(Region pointing data)
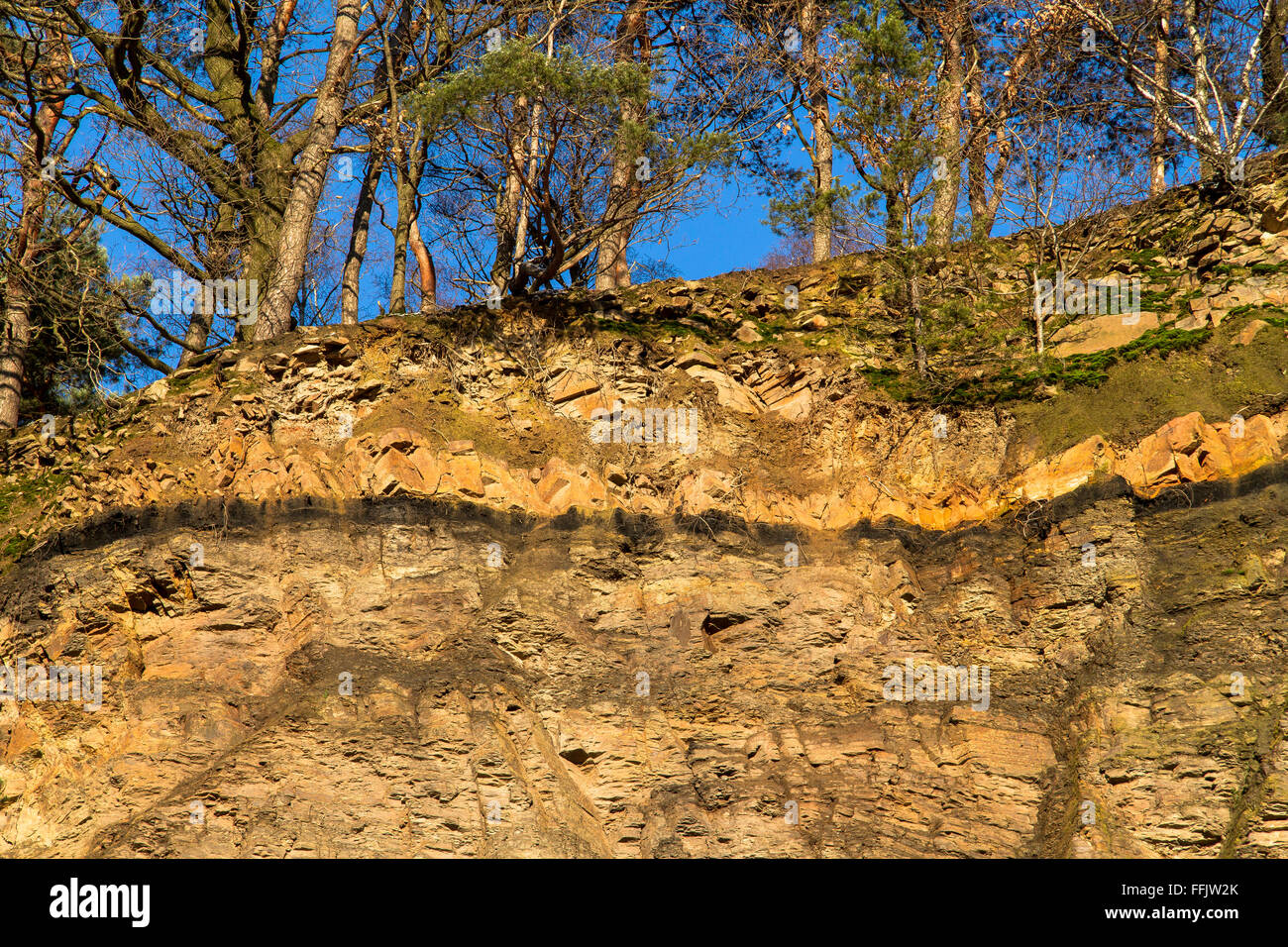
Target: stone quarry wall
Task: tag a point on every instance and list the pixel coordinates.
(382, 589)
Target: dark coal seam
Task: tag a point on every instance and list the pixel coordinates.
(241, 514)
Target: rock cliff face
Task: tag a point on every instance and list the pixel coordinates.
(412, 587)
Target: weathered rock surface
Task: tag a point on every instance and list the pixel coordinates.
(381, 590)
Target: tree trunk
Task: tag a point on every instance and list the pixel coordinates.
(977, 141)
(360, 232)
(917, 326)
(1273, 121)
(1202, 120)
(13, 350)
(198, 331)
(948, 124)
(274, 317)
(506, 217)
(612, 268)
(26, 249)
(1162, 101)
(425, 266)
(820, 125)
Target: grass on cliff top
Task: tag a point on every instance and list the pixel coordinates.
(1136, 395)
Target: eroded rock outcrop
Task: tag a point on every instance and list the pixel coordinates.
(386, 589)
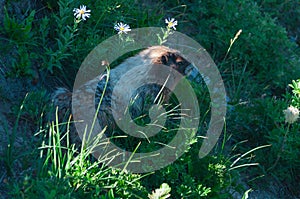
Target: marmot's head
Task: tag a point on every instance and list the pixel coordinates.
(166, 56)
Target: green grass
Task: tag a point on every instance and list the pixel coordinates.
(45, 45)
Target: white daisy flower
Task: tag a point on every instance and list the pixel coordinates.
(171, 23)
(122, 28)
(291, 114)
(81, 12)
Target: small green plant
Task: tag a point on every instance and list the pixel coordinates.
(161, 193)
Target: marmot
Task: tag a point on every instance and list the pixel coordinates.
(143, 64)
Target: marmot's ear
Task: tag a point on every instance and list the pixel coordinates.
(164, 59)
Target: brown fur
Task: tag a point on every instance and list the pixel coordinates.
(148, 57)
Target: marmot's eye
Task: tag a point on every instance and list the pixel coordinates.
(180, 63)
(164, 59)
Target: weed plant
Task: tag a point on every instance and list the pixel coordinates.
(47, 44)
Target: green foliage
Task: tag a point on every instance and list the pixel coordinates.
(263, 45)
(256, 67)
(262, 121)
(161, 193)
(295, 99)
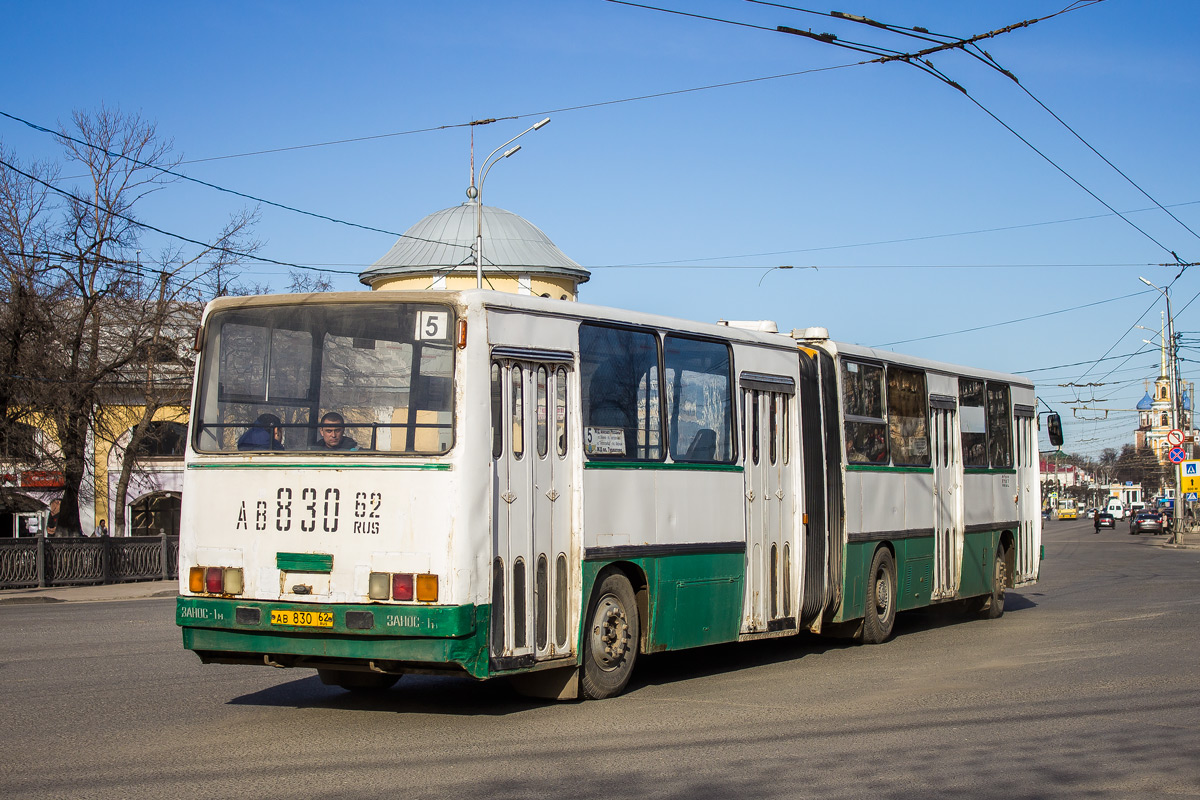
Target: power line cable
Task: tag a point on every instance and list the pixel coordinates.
(214, 186)
(209, 246)
(1013, 322)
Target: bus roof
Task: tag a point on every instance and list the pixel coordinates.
(491, 299)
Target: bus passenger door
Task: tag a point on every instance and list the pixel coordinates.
(948, 521)
(531, 513)
(771, 510)
(1029, 504)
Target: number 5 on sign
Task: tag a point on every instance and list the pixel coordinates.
(433, 326)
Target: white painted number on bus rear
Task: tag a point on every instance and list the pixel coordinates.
(317, 509)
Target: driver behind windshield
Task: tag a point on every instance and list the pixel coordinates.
(333, 433)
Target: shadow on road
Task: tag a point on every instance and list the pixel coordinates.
(468, 697)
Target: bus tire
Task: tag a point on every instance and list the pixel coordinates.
(994, 605)
(881, 599)
(610, 641)
(358, 681)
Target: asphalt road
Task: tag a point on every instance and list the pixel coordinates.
(1087, 687)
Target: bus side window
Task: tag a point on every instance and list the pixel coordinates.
(1000, 428)
(699, 388)
(517, 411)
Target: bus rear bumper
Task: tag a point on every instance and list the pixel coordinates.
(370, 637)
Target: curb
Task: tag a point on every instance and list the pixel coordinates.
(83, 594)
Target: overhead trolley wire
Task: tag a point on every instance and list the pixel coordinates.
(210, 246)
(215, 186)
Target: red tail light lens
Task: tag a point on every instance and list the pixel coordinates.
(402, 585)
(214, 579)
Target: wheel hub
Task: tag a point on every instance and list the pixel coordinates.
(882, 594)
(610, 633)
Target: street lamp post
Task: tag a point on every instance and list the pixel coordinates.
(1176, 416)
(477, 194)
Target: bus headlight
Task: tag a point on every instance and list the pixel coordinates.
(402, 585)
(216, 579)
(233, 581)
(196, 579)
(379, 585)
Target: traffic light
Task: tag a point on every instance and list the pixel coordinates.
(1054, 429)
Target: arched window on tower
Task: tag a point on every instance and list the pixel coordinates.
(163, 440)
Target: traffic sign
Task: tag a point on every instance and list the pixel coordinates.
(1191, 470)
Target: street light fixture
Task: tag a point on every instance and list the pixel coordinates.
(783, 266)
(477, 194)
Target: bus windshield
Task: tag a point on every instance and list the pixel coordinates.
(336, 378)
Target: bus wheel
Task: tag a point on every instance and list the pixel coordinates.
(994, 605)
(881, 597)
(358, 681)
(610, 642)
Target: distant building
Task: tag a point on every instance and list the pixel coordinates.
(1155, 414)
(439, 253)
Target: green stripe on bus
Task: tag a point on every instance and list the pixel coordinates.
(695, 599)
(885, 468)
(424, 635)
(330, 465)
(304, 561)
(659, 464)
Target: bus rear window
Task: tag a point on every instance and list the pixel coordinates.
(335, 378)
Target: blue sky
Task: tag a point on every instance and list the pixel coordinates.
(923, 215)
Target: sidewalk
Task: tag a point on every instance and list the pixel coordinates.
(139, 590)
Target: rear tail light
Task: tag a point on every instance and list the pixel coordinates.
(233, 581)
(379, 585)
(427, 588)
(216, 581)
(402, 585)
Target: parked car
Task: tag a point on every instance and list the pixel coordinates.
(1146, 521)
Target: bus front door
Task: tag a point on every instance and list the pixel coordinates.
(531, 513)
(1029, 504)
(948, 523)
(771, 510)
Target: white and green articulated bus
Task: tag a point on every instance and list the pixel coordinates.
(490, 485)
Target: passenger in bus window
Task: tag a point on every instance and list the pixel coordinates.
(267, 433)
(333, 433)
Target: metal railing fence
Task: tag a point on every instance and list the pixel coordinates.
(81, 560)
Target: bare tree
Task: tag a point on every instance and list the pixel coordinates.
(84, 322)
(161, 374)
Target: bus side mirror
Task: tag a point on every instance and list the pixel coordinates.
(1054, 429)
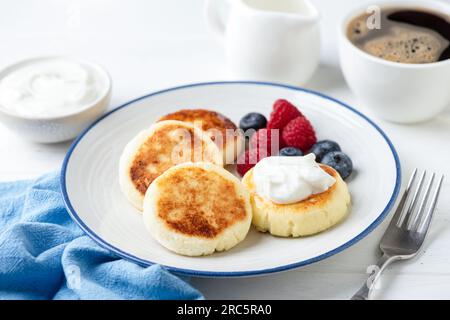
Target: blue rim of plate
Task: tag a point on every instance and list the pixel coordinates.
(190, 272)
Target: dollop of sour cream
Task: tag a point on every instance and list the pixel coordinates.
(285, 180)
(49, 87)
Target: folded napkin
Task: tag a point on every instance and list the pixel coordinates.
(44, 255)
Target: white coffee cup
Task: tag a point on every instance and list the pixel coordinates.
(398, 92)
(267, 40)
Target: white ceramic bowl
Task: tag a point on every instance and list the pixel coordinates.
(57, 128)
(398, 92)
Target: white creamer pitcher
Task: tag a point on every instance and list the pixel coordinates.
(268, 40)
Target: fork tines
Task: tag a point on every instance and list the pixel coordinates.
(416, 208)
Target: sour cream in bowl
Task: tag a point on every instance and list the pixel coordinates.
(51, 99)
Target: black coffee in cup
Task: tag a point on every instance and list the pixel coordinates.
(403, 35)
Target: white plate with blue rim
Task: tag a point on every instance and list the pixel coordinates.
(90, 187)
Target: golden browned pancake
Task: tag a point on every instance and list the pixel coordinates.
(219, 128)
(312, 215)
(197, 208)
(155, 150)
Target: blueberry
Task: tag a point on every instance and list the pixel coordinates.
(290, 152)
(321, 148)
(340, 162)
(253, 120)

■ TASK DIRECTIONS: Would you return the records exactly as written, minus any image?

■ RESULT:
Target: stone quarry wall
Task: tag a point on every instance and list the pixel coordinates.
(382, 589)
Target: dark coal seam
Task: tag a point on every instance and list the pixel coordinates.
(241, 514)
Target: rock cliff face
Task: tag a point on every instance and list the pixel coordinates.
(412, 587)
Target: weathered rock surface
Task: tag a point on every instance and list the pixel coordinates.
(381, 590)
Target: tree trunk
Task: tag a point on every instance and list the pixel coordinates.
(977, 141)
(360, 232)
(917, 326)
(1273, 121)
(1202, 120)
(13, 350)
(198, 331)
(948, 124)
(274, 317)
(506, 217)
(612, 268)
(26, 249)
(1162, 101)
(425, 266)
(820, 125)
Target: grass on cliff top
Task: tag a point on every instance and list the pixel coordinates.
(1136, 395)
Target: eroded rock outcrop
Task: tag a point on every instance and list the pixel coordinates.
(386, 589)
Target: marmot's head
Task: tag a point on every instance and list the pixel coordinates.
(166, 56)
Target: green grass
Task: tag a point on every instance and list the pixel coordinates.
(45, 45)
Target: white daisy flower
Task: tag a point on every instance and list the pixel coordinates.
(171, 23)
(122, 28)
(291, 114)
(81, 12)
Target: small green plant
Task: tag a point on every instance and list the pixel coordinates.
(161, 193)
Target: marmot
Task: tag a point on every instance and list the pixel coordinates.
(143, 64)
Target: marmot's ear
Task: tag a point on every instance and list the pixel coordinates.
(164, 59)
Target: brown fur
Task: tag a point on every instance and list the pixel coordinates.
(148, 57)
Target: marmot's eye
Task: tag a point on every instance and list the pixel coordinates.
(180, 63)
(164, 59)
Target: weed plant
Task: tag a point on every instance and list the pixel coordinates.
(47, 44)
Target: green foliage
Task: tag a point on every instance and list the pixel coordinates.
(263, 45)
(256, 67)
(262, 121)
(161, 193)
(295, 99)
Target: power line cable
Task: tag a point on every instance and list the pixel coordinates.
(214, 186)
(209, 246)
(1013, 322)
Target: bus roof
Task: tag a point on every instance and list the pixel coordinates.
(491, 299)
Target: bus passenger door
Task: tag a point on every instance and list the pixel coordinates.
(948, 521)
(531, 513)
(771, 510)
(1029, 504)
Target: number 5 on sign
Task: tag a point on every instance and list the pixel coordinates.
(433, 326)
Target: white painted number on bus rear
Task: tag a point on every instance and list the pixel coordinates.
(317, 509)
Target: driver behind windshield
Task: tag a point on every instance and list the pixel coordinates.
(333, 433)
Target: shadow on road
Task: tag a point on every instance and list the pixel coordinates.
(468, 697)
Target: bus tire
Task: tag a point on every instance and list the pixel coordinates.
(994, 605)
(881, 599)
(610, 641)
(358, 681)
Target: asphalt road
Task: tag a point on every instance and list the pixel coordinates.
(1087, 687)
Target: bus side window
Task: tag a point on every instance and list the pixel coordinates.
(1000, 428)
(699, 388)
(517, 411)
Target: bus rear bumper
Task: tag a point on every instance and list the pixel coordinates.
(370, 637)
Target: curb
Task: tag a point on every instance and list the pixel coordinates.
(83, 594)
Target: overhead trolley wire
Task: tag a point on every instance and list the pixel coordinates.
(210, 246)
(215, 186)
Target: red tail light lens
Task: tag a point on every instance and list the pixel coordinates.
(402, 585)
(214, 579)
Target: wheel hub
Task: tag a point on every instance and list the pixel coordinates.
(882, 594)
(610, 633)
Target: street lamp post
Task: tag a point on every instance and list the pixel coordinates.
(1176, 416)
(477, 194)
Target: bus headlight
Task: tag a point on every instance and list the pixel coordinates.
(402, 585)
(216, 579)
(233, 581)
(196, 579)
(379, 585)
Target: traffic light
Task: tag a point on every instance and list the pixel coordinates.
(1054, 429)
Target: arched window on tower
Task: tag a point on every instance and list the pixel coordinates.
(163, 440)
Target: traffic sign
Task: tag a point on every instance and list the pixel coordinates.
(1191, 470)
Target: street light fixture
Task: tag a point on every instance and list the pixel coordinates.
(783, 266)
(477, 194)
Target: bus windshield
Task: tag a point on every instance and list the pixel coordinates.
(336, 378)
Target: bus wheel
Task: tag a point on every instance and list the pixel coordinates.
(994, 605)
(881, 597)
(358, 681)
(610, 642)
Target: distant building
Task: tag a point on every instance and list the pixel coordinates.
(1155, 414)
(439, 253)
Target: green stripe on bus
Task: tag a point on every instance and list the pixel coordinates.
(695, 599)
(885, 468)
(424, 635)
(330, 465)
(304, 561)
(659, 464)
Target: bus rear window
Task: tag a point on every instance and list the pixel coordinates.
(335, 378)
Target: blue sky
Task: tag a point on every instance and list the pixel coordinates.
(923, 215)
Target: sidewalk
Task: tag a point on every instance and list the pixel coordinates.
(139, 590)
Target: rear tail light
Task: tag a point on every instance and list the pixel coordinates.
(233, 581)
(379, 585)
(427, 588)
(216, 581)
(402, 585)
Target: parked car
Task: tag a point on every instance and list the pixel coordinates.
(1146, 521)
Target: bus front door
Task: tag a point on every instance and list the pixel coordinates.
(531, 513)
(1029, 504)
(948, 523)
(771, 510)
Target: white and green articulated bus
Task: tag a point on every instance and list the pixel coordinates.
(490, 485)
Target: passenger in bus window
Task: tag a point on every instance and list the pixel coordinates.
(267, 433)
(333, 433)
Target: metal railing fence
Task: tag a point on every instance and list the pixel coordinates.
(81, 560)
Target: bare tree
Task: tag a point on every instance and list the pixel coordinates.
(84, 322)
(161, 374)
Target: bus side mirror
Task: tag a point on every instance and list the pixel coordinates.
(1054, 429)
Target: blue rim of plate
Task: tag a point on every instance and list the pixel coordinates.
(190, 272)
Target: dollop of sour cream
Task: tag a point on every instance and list the pixel coordinates.
(285, 180)
(49, 87)
Target: folded napkin
Task: tag a point on every instance and list the pixel coordinates.
(44, 255)
Target: white coffee cup
Task: tag a point on every instance and list the pixel coordinates.
(398, 92)
(267, 40)
Target: white ceramic bowl
Task: tag a point on every instance and list the pixel coordinates.
(57, 128)
(398, 92)
Target: white creamer pitcher
Task: tag a point on every instance and list the pixel coordinates.
(268, 40)
Target: fork tines
Task: tag a point on every instance and list the pixel coordinates.
(416, 208)
Target: sour cream in bowl
Task: tag a point on every instance and list the pixel coordinates.
(51, 99)
Target: black coffee in cup
Task: tag a point on every instance and list the pixel coordinates.
(403, 35)
Target: white plate with blue rim
Task: tag a point on every instance and list the pixel coordinates.
(90, 187)
Target: golden browned pancake
Task: tag a point on every instance and list the pixel coordinates.
(219, 128)
(312, 215)
(197, 208)
(155, 150)
Target: blueberry
Task: tag a point on every instance and list the pixel coordinates.
(290, 152)
(321, 148)
(340, 162)
(253, 120)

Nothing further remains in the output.